→ Textauszug:

········

# Dieses Model soll Justin Bieber verführt haben (5xpics)



## Mandalorianer (22 Okt. 2011)

*Dieses Model soll Justin Bieber verführt haben ​*


Immer wieder kommen Gerüchte auf, dass Teenieschwarm Justin Bieber (17) seine Freundin Selena Gomez (19) betrügen soll. Natürlich haben diese Vermutungen sich bisher nie bewahrheitet. Das Paar zeigte sich stattdessen weiterhin stets in der Öffentlichkeit und privat knutschend. Jetzt allerdings schneit das nächste Fremdgeh-Gerücht ins Haus. Angeblich soll Justin ein Date mit dem hübschen Model Macarena Lemos (19) gehabt haben. 



 

 

 

 

​
*Model Macarena Lemos (19) ​*
Die blonde Beauty soll laut argentinischen Medienberichten den kanadischen Wunderknaben in einem Restaurant in Buenos Aires kennengelernt haben. Es wäre für Macarena nicht das erste Treffen mit einem Superstar. Die 19-Jährige hatte bereits eine Beziehung mit einem der besten Fußballer der Welt, dem FC Barcelona-Star Lionel Messi (24). Laut dem englischen Mirror soll Justin ihr zugeflüstert haben: „Du bist sehr hübsch.“ Macarena wird dazu folgendermaßen zitiert: „Dann habe ich ein paar Meter entfernt von ihm zu Ende gegessen.“ 

Doch das soll noch nicht alles gewesen sein. Nach dem ersten Kennenlernen sollen sich die beiden dann noch auf einem Hotelzimmer getroffen haben und sich näher gekommen sein. Dass wirklich etwas an diesem vermeintlichen Bieber-Skandal dran ist, ist auf den ersten Blick betrachtet recht unwahrscheinlich. Oder würdet ihr Biebs tatsächlich zutrauen,
* seine bildhübsche Freundin so dermaßen zu hintergehen ?*
*
Gruss vom Gollum*


----------



## awfan1234 (22 Okt. 2011)

········

→ Datenzeilen:
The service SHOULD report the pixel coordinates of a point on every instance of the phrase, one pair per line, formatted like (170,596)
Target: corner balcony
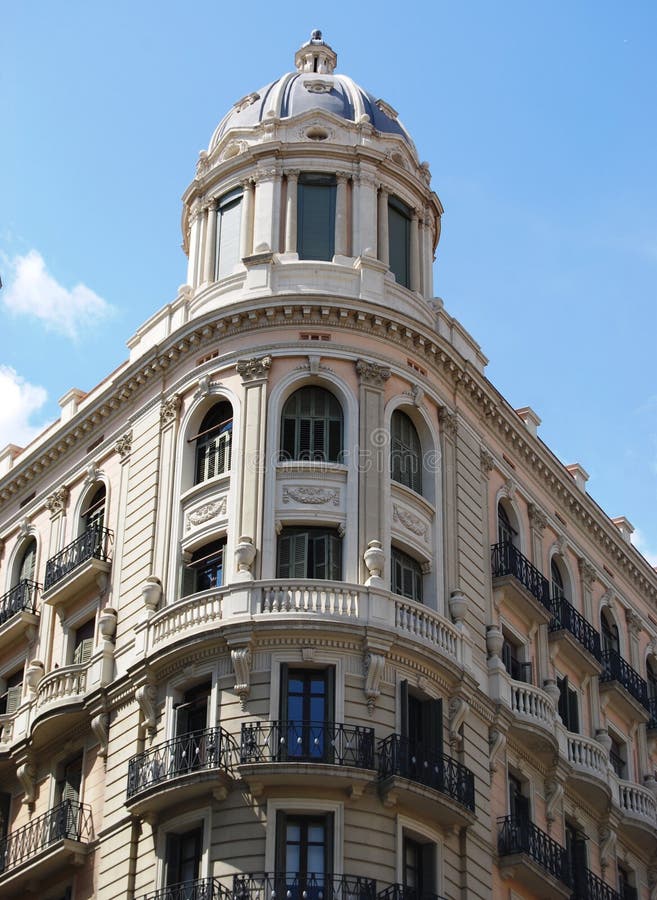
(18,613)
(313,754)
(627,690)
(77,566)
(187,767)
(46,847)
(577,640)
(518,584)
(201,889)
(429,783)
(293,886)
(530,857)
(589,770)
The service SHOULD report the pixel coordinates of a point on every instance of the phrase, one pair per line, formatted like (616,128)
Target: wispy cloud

········

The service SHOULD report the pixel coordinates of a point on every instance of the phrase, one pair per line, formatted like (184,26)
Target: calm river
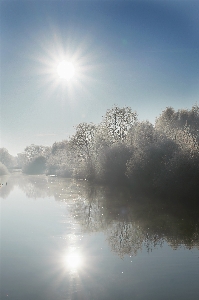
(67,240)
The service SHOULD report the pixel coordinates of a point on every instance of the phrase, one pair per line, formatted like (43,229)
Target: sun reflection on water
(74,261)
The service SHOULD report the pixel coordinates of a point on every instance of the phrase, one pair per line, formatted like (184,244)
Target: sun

········

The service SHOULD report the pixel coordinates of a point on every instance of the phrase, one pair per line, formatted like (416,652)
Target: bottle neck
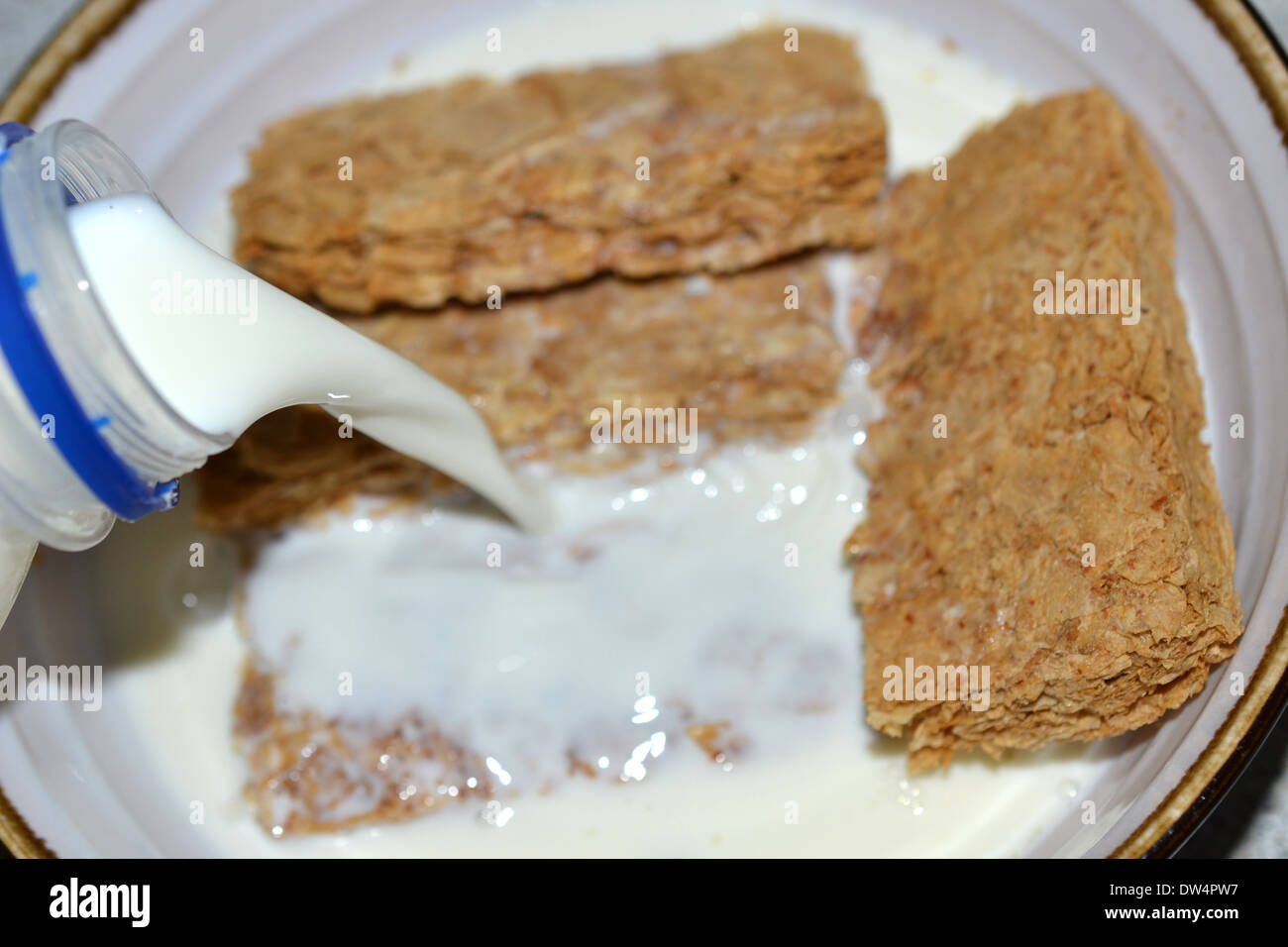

········

→ Arbeitsanweisungen:
• 1. Übersetzen Sie den folgenden Satz aus dem Textauszug ins Englische: „Es wäre für Macarena nicht das erste Treffen mit einem Superstar.“
• 2. Ersetzen Sie in den Zeilen, beginnend mit der Zeile, die „formatted like (170,596)“ enthält, bis einschließlich der Zeile mit „Target: wispy cloud“, den Ausdruck „pixel coordinates“ durch „screen coordinates“. Geben Sie nur diese Zeilen ohne die Bilder und ansonsten unverändert wieder.
Der Textauszug und die Zeilen stehen inhaltlich in keinerlei Zusammenhang.

→ Lösungen der Reihe:
• 1. It would not be Macarena's first meeting with a superstar.

• 2.
The service SHOULD report the screen coordinates of a point on every instance of the phrase, one pair per line, formatted like (170,596)
Target: corner balcony
(18,613)
(313,754)
(627,690)
(77,566)
(187,767)
(46,847)
(577,640)
(518,584)
(201,889)
(429,783)
(293,886)
(530,857)
(589,770)
The service SHOULD report the screen coordinates of a point on every instance of the phrase, one pair per line, formatted like (616,128)
Target: wispy cloud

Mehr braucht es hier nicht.